Provided passage:
● ● ● ● ●

The man, a former long-distance driver, paid his retirement lump sum to a traditional healer to help him treat a skin condition that medical doctors had apparently failed to cure, Phoenix Sun reported.
The victim contacted local security company Reaction Unit South Africa (RUSA) for assistance when he realised he had been tricked.
According to the victim, he was taken to a mud house, where a voice instructed the victim to hand over R2 300 to the sangoma to purchase camel’s milk, an ostrich egg and five Zulu chickens.
On his second visit, the victim was allegedly asked to hand over R65 000 in cash for R22 million in return. “The victim proceeded to the bank and withdrew the cash before handing it over to the sangoma, who kept it in front of the makeshift dwelling for a blessing,” Balram said.
It is believed after a few more visits to the sangoma, the victim was asked for more money for rituals he had to fulfill, one of which included a final ceremony involving lion skins believed to be about R200 000 and only obtainable in Botswana.

● ● ● ● ●

Questions:
A – In the report on the sangoma scam, how much cash was the victim asked to hand over on his second visit?
B – Continue the report on the sangoma scam, picking up after its final sentence.
The records come from a different source than the scam report.

● ● ● ● ●

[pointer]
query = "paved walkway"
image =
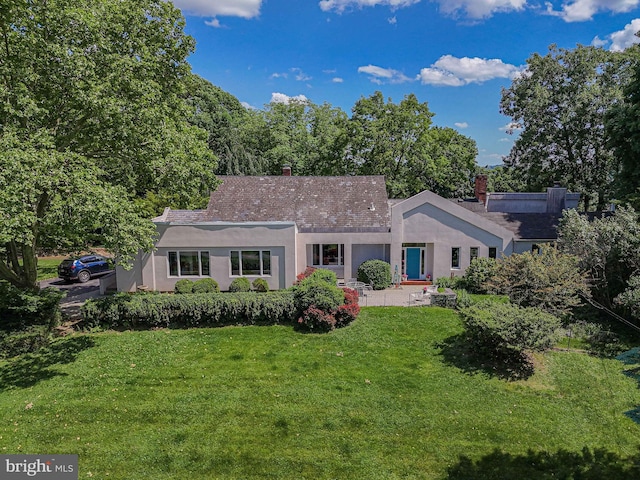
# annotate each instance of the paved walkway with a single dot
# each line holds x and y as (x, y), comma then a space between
(396, 297)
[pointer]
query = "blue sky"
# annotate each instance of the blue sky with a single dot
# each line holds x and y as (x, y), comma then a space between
(456, 55)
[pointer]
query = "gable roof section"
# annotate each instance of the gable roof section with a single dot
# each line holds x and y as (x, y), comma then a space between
(527, 226)
(315, 204)
(475, 219)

● ● ● ● ●

Answers for this exercise:
A – He was asked for R65 000 in cash.

B –
Balram said: “The victim started to grow suspicious when he received a call from the sangoma stating that he had made the purchase, however he needed more cash to bribe border authorities to allow him back into the country. At this stage, the victim realised that he had been conned, and his attempts to contact the sangoma had failed. The victim admitted to handing over several smaller amounts of cash to the sangoma to perform other rituals.”
He added RUSA would like to caution the public on getting involved in “get rich quick” schemes, as several people have lost their hard-earned money to fraudulent sangomas and herbalists who promised extravagant wealth.
According to him, over the past few months RUSA has been contacted by several people who had been conned in this manner. One woman handed over R1.1 million rand in cash after she was promised R55 million in return.